[Outline labeling items]
* * * *

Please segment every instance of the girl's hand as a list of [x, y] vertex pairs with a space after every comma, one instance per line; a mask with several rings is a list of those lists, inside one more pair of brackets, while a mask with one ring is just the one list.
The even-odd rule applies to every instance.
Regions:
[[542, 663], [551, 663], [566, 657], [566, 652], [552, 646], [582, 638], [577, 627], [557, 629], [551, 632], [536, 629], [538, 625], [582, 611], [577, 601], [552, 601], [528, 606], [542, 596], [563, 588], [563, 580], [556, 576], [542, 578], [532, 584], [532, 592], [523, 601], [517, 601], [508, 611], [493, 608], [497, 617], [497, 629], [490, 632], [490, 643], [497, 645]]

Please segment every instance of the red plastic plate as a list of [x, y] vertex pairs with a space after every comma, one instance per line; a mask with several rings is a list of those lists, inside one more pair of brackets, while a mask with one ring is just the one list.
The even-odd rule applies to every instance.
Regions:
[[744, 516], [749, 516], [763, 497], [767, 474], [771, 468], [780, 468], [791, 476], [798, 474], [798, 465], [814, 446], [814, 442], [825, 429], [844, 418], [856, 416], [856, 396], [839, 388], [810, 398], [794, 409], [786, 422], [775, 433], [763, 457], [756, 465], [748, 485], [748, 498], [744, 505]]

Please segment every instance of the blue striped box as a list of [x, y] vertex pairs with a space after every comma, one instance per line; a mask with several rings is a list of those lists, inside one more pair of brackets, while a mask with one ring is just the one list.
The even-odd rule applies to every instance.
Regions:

* * * *

Written task:
Please write out the lines of all the items above, copying each one exactly.

Expected answer:
Please segment every instance of the girl's hand as a list of [x, y] vertex pairs with a space after every comma, one instance per line; a mask with several rings is a list of those lists, inside one more pair of brackets, while a mask with one ring is just the one list.
The even-odd rule applies to every instance.
Regions:
[[542, 663], [551, 663], [566, 657], [566, 652], [552, 646], [582, 638], [577, 627], [557, 629], [551, 632], [536, 629], [538, 625], [582, 611], [577, 601], [552, 601], [528, 606], [542, 596], [563, 588], [563, 580], [556, 576], [542, 578], [532, 584], [532, 592], [523, 601], [517, 601], [508, 611], [493, 608], [497, 617], [497, 629], [490, 632], [490, 643], [497, 645]]

Please segment every instance of the red plastic plate as a list of [x, y] vertex pairs with a space after every comma, one instance per line; a mask with several rings is a list of those lists, inside one more pair of brackets, while a mask with one ring is just the one list.
The even-odd rule applies to every instance.
Regions:
[[744, 516], [749, 516], [763, 497], [767, 474], [771, 468], [780, 468], [791, 476], [798, 474], [798, 465], [814, 446], [814, 442], [825, 429], [844, 418], [856, 416], [856, 396], [839, 388], [810, 398], [794, 409], [786, 422], [775, 433], [763, 457], [756, 465], [748, 485], [748, 498], [744, 505]]

Please segment every instance of the blue striped box as a list of [x, y] vertex pairs with a space after every comma, one instance per line; a mask with several rings is a list of those lists, inside one more pair of brackets, while a mask with one ring is just the one list.
The even-odd rule applies to every instance.
Regions:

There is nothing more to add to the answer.